■ DIRECTIONS FOR THIS TASK ■
Which lines in the following records contain the word "below", with case counting? Select each of those lines and copy it out.

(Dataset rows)
--- begin ---
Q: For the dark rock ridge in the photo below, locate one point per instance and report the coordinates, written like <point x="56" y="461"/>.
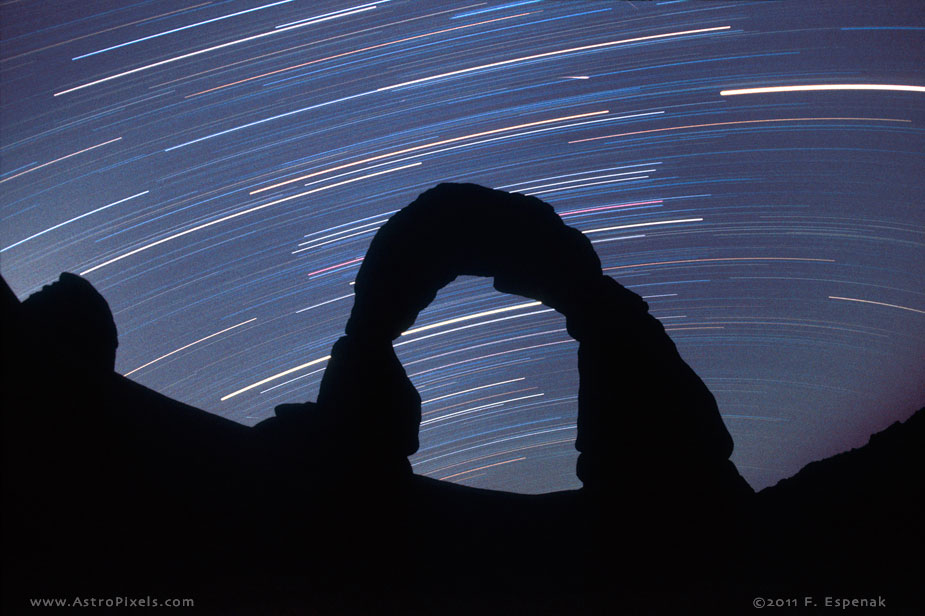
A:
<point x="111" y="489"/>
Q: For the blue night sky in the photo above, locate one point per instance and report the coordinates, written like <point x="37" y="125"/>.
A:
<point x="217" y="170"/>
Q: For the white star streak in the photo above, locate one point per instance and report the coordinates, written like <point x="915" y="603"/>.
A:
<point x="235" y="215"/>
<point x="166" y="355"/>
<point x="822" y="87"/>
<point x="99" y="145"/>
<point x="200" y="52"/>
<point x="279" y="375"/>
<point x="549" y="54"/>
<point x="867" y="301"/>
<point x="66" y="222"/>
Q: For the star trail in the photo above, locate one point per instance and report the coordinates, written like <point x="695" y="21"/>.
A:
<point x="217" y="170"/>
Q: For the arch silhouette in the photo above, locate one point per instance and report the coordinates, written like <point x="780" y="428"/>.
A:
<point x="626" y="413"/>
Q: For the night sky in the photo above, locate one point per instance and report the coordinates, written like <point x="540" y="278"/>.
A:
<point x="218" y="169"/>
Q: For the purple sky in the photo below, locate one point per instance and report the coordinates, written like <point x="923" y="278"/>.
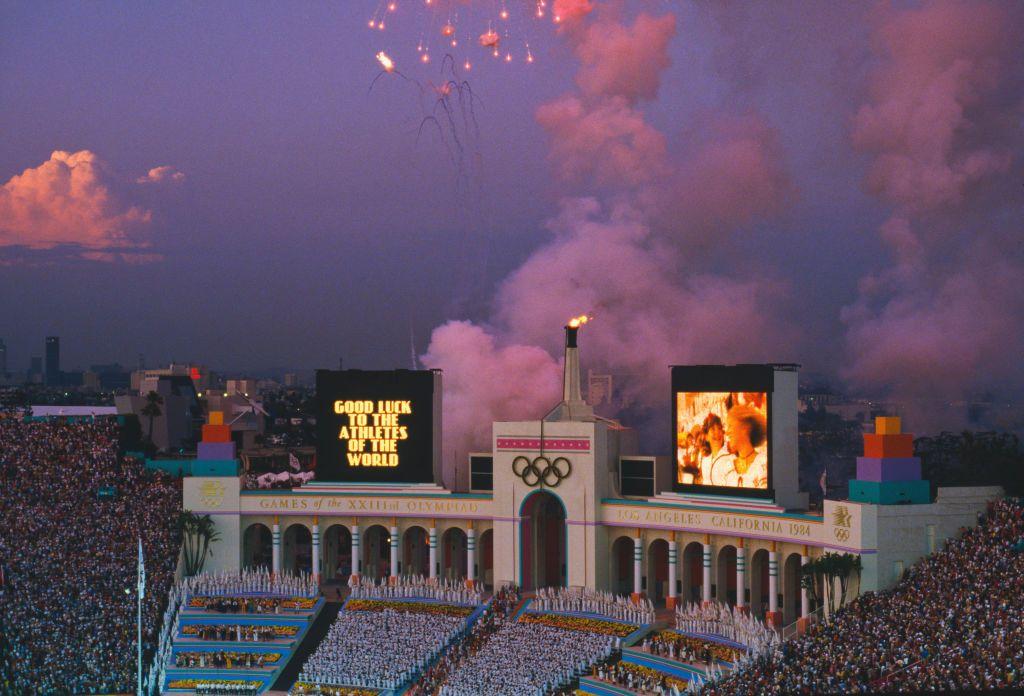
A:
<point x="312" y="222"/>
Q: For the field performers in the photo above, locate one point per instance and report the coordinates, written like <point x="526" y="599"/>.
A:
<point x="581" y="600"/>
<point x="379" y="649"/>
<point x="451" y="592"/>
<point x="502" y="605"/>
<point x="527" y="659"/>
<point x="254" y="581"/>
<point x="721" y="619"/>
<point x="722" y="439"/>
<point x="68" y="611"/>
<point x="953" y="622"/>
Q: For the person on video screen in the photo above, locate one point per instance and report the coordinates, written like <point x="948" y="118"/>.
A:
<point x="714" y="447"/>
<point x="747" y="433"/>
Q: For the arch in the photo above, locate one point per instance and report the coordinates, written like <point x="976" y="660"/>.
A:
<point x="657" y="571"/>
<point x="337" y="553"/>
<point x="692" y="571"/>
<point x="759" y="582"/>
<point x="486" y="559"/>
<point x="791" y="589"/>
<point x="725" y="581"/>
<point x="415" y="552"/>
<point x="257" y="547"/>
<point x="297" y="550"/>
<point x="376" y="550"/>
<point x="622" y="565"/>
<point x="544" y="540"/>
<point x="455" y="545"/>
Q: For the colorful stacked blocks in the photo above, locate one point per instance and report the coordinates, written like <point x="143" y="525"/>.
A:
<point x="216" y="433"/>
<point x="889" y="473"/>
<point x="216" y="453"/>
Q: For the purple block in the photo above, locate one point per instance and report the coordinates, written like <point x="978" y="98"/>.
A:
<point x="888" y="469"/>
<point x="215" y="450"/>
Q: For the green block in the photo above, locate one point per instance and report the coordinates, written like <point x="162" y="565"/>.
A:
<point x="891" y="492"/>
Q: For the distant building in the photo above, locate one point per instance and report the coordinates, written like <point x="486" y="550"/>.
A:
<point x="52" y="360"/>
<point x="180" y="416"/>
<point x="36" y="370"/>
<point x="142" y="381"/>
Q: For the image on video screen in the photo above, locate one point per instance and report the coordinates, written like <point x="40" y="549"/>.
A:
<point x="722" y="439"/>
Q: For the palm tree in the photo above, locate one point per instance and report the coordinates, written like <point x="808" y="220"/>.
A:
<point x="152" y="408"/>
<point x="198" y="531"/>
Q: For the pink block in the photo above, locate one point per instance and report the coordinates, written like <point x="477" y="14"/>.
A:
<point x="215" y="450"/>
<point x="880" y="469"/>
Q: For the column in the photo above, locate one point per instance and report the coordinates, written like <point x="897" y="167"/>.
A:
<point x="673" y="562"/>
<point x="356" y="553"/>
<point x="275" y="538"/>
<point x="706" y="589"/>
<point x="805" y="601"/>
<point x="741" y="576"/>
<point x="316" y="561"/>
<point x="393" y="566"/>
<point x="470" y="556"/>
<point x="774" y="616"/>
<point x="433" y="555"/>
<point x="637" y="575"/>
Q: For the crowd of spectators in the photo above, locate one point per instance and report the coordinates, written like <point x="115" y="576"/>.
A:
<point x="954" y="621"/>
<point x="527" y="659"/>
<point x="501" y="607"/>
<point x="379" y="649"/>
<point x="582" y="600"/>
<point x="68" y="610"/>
--- end ---
--- begin ---
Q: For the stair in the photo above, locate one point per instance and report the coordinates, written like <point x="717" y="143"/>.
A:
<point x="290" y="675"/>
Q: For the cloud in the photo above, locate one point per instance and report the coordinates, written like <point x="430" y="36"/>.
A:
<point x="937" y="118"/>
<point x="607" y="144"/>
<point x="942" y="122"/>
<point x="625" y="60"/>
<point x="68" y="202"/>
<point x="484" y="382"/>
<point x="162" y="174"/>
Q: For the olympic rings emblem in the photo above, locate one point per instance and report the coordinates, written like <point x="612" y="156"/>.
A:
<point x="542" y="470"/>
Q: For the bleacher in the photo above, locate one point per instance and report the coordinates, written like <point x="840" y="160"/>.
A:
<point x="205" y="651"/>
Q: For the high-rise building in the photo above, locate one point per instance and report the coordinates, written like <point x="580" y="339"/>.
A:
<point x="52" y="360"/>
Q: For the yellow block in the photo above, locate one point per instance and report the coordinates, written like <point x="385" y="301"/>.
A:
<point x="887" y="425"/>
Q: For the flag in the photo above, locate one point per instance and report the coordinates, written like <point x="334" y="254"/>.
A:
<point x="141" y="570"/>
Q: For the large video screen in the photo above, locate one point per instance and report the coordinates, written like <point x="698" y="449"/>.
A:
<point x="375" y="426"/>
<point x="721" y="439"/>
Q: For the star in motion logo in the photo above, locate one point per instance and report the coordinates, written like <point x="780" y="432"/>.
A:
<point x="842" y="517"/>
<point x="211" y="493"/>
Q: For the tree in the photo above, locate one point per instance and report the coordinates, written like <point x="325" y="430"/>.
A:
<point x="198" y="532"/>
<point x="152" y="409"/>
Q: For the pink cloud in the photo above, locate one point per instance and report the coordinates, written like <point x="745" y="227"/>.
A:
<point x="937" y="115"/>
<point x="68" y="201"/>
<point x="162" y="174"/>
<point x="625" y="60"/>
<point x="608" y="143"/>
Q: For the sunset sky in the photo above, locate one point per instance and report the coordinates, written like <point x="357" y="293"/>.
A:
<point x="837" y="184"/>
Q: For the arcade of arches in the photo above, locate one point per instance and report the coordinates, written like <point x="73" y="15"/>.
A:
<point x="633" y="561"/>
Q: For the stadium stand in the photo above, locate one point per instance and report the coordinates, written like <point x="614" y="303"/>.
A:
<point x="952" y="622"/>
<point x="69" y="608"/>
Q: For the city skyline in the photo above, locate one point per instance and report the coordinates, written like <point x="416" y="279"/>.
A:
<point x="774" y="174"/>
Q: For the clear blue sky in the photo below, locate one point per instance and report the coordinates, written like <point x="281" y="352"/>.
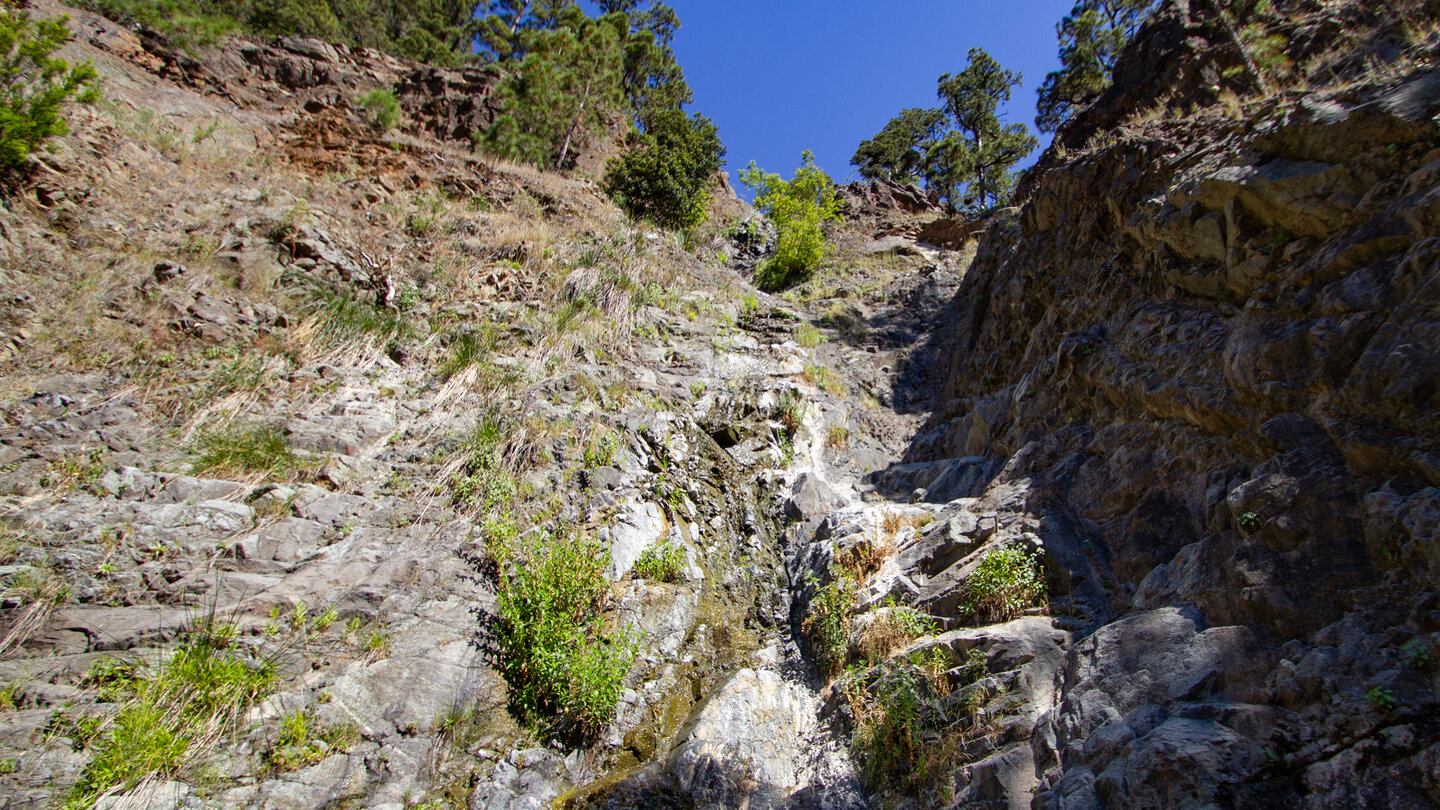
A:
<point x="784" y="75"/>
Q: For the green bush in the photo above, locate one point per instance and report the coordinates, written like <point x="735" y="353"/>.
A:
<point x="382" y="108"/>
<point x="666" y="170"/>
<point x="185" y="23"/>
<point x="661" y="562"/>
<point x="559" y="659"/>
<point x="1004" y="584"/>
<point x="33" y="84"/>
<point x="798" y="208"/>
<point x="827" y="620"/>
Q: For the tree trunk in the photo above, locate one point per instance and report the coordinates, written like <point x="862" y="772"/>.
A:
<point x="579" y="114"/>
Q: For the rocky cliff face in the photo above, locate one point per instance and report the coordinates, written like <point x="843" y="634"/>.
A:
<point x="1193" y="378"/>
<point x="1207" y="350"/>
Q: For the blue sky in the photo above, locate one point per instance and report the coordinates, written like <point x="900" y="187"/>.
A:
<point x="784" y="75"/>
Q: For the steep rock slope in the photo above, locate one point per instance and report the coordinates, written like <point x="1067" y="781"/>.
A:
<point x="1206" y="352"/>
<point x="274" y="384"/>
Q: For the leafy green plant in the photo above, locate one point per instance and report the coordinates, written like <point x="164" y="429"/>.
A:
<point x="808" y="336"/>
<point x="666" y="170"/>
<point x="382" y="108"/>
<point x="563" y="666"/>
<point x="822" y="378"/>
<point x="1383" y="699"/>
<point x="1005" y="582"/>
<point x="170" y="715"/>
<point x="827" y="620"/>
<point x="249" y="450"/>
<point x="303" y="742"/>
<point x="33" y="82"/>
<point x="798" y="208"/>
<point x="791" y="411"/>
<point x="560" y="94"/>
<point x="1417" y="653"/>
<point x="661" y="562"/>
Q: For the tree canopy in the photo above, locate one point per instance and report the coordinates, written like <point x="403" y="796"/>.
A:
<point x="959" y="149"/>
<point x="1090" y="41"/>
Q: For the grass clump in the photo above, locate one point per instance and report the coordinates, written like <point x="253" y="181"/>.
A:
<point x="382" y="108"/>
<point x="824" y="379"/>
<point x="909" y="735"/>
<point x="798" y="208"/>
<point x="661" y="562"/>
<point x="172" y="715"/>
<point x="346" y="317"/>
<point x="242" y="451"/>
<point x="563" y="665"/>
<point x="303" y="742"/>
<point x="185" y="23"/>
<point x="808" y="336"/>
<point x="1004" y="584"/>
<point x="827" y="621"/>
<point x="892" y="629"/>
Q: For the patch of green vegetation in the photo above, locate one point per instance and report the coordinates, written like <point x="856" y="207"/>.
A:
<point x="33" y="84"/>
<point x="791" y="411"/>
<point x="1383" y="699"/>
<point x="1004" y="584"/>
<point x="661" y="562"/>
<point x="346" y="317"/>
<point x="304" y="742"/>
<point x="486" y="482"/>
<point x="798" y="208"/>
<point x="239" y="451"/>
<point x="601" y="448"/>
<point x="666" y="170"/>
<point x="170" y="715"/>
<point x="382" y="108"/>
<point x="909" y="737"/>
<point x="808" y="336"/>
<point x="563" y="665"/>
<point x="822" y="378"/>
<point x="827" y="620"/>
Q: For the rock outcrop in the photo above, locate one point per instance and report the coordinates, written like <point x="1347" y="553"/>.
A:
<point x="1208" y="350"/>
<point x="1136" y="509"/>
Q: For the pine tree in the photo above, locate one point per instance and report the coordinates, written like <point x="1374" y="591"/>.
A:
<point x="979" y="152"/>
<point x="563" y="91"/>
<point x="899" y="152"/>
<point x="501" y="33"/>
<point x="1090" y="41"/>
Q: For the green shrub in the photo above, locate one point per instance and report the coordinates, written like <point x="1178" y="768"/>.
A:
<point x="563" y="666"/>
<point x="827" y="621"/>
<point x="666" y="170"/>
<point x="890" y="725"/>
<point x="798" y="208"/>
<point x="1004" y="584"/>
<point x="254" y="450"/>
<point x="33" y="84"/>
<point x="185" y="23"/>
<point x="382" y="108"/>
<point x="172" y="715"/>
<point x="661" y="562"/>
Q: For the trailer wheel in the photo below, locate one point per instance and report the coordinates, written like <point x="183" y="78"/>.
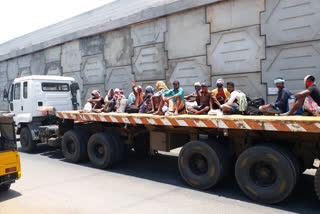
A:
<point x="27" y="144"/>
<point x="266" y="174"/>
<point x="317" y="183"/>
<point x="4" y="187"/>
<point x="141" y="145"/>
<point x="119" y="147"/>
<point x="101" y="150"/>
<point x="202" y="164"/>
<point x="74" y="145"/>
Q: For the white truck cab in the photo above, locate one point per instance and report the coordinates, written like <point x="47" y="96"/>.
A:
--- end ---
--- begin ---
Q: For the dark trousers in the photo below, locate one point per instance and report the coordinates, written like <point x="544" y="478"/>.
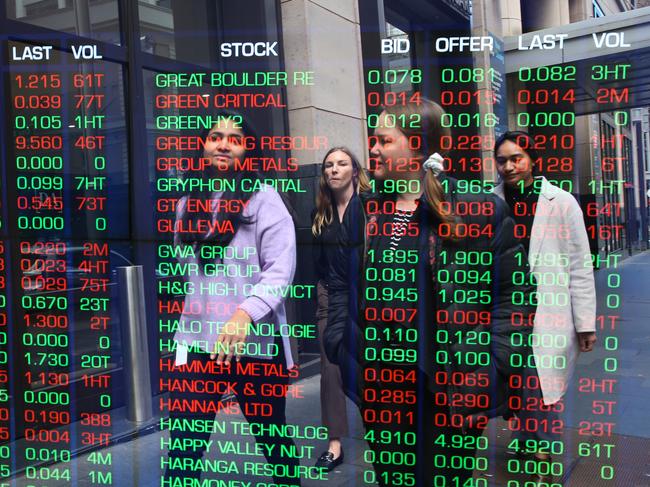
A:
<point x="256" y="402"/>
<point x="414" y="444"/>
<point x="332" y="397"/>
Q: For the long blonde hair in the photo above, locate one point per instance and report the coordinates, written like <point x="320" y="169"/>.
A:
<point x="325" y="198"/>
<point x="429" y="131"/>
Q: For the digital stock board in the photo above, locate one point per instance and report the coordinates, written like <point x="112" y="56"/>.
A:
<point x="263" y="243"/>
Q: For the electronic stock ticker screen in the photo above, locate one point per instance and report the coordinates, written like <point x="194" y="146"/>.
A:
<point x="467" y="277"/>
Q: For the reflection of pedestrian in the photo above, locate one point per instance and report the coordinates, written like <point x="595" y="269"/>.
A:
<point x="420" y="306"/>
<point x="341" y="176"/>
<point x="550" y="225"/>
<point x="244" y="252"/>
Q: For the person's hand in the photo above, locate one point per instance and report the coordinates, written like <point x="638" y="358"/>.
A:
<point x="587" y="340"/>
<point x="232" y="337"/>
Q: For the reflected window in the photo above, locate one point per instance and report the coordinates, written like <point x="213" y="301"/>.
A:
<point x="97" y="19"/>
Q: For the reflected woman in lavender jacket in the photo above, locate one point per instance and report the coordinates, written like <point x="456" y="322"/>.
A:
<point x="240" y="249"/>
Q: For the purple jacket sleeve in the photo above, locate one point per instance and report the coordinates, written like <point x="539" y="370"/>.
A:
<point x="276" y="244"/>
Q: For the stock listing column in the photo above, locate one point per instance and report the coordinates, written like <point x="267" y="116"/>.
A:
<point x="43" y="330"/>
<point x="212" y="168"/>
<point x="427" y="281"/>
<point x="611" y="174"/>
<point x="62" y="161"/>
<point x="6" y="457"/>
--- end ---
■ RESULT OF THE EXERCISE ■
Q: For the dark rock ridge in the photo below, locate one point per instance and report the coordinates, written like <point x="56" y="461"/>.
Q: For the purple sky in the photo below, locate one point per instance and report the coordinates, written like <point x="923" y="278"/>.
Q: For the clear blue sky in the photo below, locate one point per instance and report the coordinates, written like <point x="281" y="352"/>.
Q: For the trailer wheel in the photo below, locate one point per instance and report the coordinates, written like <point x="183" y="78"/>.
Q: For the dark trousers in the photo below, locate one point per instance and report the coordinates, written like <point x="544" y="478"/>.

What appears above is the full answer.